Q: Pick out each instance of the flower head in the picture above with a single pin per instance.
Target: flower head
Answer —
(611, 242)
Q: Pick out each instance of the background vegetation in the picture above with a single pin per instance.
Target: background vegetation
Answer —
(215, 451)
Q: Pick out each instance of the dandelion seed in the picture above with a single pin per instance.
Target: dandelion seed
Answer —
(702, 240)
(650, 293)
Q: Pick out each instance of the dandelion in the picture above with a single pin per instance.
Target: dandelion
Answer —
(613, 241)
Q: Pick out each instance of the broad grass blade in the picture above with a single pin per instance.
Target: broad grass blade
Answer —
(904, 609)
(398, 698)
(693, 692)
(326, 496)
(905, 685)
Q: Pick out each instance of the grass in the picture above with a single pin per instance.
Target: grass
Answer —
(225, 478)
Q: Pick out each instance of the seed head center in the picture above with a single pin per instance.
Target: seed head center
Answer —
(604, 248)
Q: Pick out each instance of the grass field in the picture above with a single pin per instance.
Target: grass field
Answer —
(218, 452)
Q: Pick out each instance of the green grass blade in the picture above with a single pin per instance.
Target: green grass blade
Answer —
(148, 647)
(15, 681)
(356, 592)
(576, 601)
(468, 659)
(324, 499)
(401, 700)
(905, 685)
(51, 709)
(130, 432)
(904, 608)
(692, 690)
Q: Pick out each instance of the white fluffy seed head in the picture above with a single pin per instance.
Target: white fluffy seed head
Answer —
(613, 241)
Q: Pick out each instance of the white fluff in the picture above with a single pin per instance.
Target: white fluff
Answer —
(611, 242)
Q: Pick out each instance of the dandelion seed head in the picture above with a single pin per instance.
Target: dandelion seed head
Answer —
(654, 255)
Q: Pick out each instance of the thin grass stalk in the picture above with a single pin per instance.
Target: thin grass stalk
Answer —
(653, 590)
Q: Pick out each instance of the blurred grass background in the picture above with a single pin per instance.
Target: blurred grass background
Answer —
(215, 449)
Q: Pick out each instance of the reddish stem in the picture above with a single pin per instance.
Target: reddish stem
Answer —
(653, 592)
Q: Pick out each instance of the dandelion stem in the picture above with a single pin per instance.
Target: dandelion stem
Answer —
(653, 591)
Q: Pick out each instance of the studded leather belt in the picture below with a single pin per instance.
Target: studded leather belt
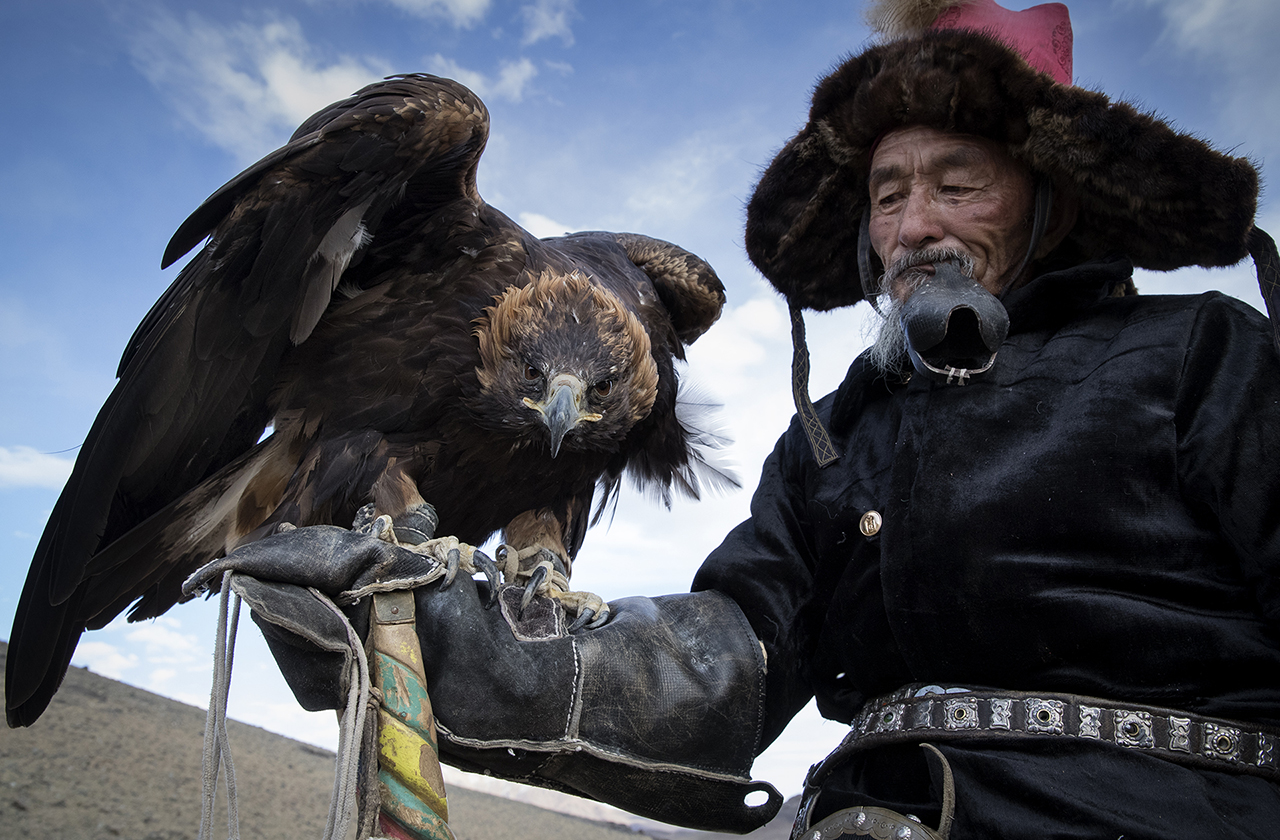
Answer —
(938, 713)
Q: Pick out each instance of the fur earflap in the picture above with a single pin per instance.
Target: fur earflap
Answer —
(1162, 199)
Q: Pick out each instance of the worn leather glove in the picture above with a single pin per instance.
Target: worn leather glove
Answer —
(658, 712)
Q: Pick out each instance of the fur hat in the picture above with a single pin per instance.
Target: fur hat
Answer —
(1160, 197)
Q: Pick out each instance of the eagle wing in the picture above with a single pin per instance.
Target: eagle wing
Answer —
(195, 379)
(677, 296)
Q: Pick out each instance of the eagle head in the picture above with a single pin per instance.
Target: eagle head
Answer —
(563, 361)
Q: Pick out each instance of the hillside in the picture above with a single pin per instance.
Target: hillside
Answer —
(113, 761)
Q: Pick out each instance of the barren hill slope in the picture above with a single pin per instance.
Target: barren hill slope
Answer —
(112, 761)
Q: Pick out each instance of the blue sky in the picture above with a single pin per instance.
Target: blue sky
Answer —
(653, 115)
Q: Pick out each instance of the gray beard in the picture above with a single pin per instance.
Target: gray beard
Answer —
(888, 351)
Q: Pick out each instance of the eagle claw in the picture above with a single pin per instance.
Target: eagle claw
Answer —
(535, 580)
(485, 564)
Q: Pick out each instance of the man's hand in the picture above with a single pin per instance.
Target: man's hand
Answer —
(333, 560)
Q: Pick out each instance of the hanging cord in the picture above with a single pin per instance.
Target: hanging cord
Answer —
(823, 450)
(355, 745)
(1043, 205)
(352, 740)
(1262, 249)
(218, 752)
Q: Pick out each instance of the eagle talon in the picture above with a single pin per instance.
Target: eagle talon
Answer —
(584, 617)
(535, 580)
(485, 564)
(451, 567)
(365, 517)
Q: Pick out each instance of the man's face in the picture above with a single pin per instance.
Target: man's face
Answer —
(938, 190)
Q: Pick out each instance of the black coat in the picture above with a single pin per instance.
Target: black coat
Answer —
(1098, 514)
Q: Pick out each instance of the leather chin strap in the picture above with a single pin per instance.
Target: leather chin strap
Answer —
(871, 288)
(1043, 204)
(1266, 260)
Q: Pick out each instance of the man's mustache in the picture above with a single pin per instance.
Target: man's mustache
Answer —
(919, 258)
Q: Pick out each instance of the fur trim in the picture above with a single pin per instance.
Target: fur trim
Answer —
(906, 18)
(1162, 199)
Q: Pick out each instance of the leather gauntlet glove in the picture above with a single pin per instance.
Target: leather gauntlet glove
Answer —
(658, 712)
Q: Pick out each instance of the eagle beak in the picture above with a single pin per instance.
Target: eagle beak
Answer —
(562, 409)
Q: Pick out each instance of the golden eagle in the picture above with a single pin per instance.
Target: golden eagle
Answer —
(405, 342)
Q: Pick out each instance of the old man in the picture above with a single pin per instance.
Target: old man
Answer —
(1029, 549)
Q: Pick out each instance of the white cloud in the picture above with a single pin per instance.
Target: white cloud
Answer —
(163, 642)
(24, 466)
(245, 86)
(462, 13)
(104, 658)
(548, 19)
(1235, 39)
(540, 226)
(510, 83)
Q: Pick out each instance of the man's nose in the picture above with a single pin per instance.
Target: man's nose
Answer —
(920, 223)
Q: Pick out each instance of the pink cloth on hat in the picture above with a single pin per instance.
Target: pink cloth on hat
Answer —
(1042, 35)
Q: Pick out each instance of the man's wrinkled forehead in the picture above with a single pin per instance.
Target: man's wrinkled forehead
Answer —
(903, 151)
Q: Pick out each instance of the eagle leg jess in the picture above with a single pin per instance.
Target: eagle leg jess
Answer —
(542, 573)
(415, 530)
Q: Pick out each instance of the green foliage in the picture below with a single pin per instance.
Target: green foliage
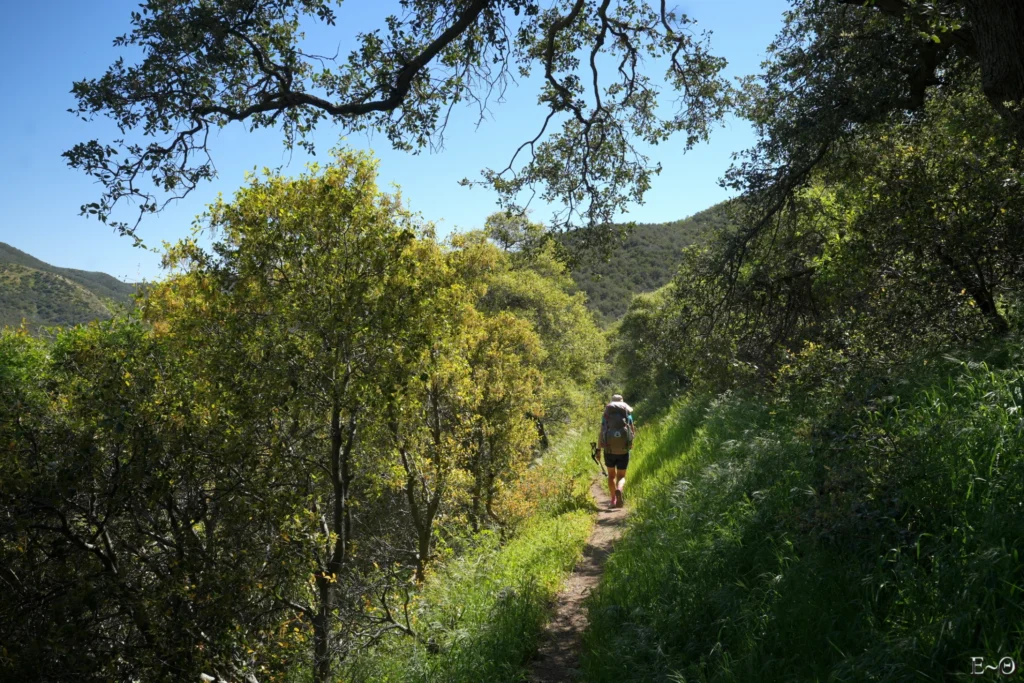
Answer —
(39, 294)
(871, 537)
(402, 79)
(479, 616)
(314, 414)
(646, 260)
(905, 240)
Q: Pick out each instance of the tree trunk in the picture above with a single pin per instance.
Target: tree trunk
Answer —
(328, 585)
(997, 27)
(979, 290)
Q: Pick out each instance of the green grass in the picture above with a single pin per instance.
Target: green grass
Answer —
(479, 616)
(876, 540)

- _ASSIGNED TASK_: Look over the listing above and copy each line that contains "tree".

- _OUTPUT BELOW_:
Q: Pick out each instance of the tree trunk in the picture above with a single pin per instance.
Target: tree trunk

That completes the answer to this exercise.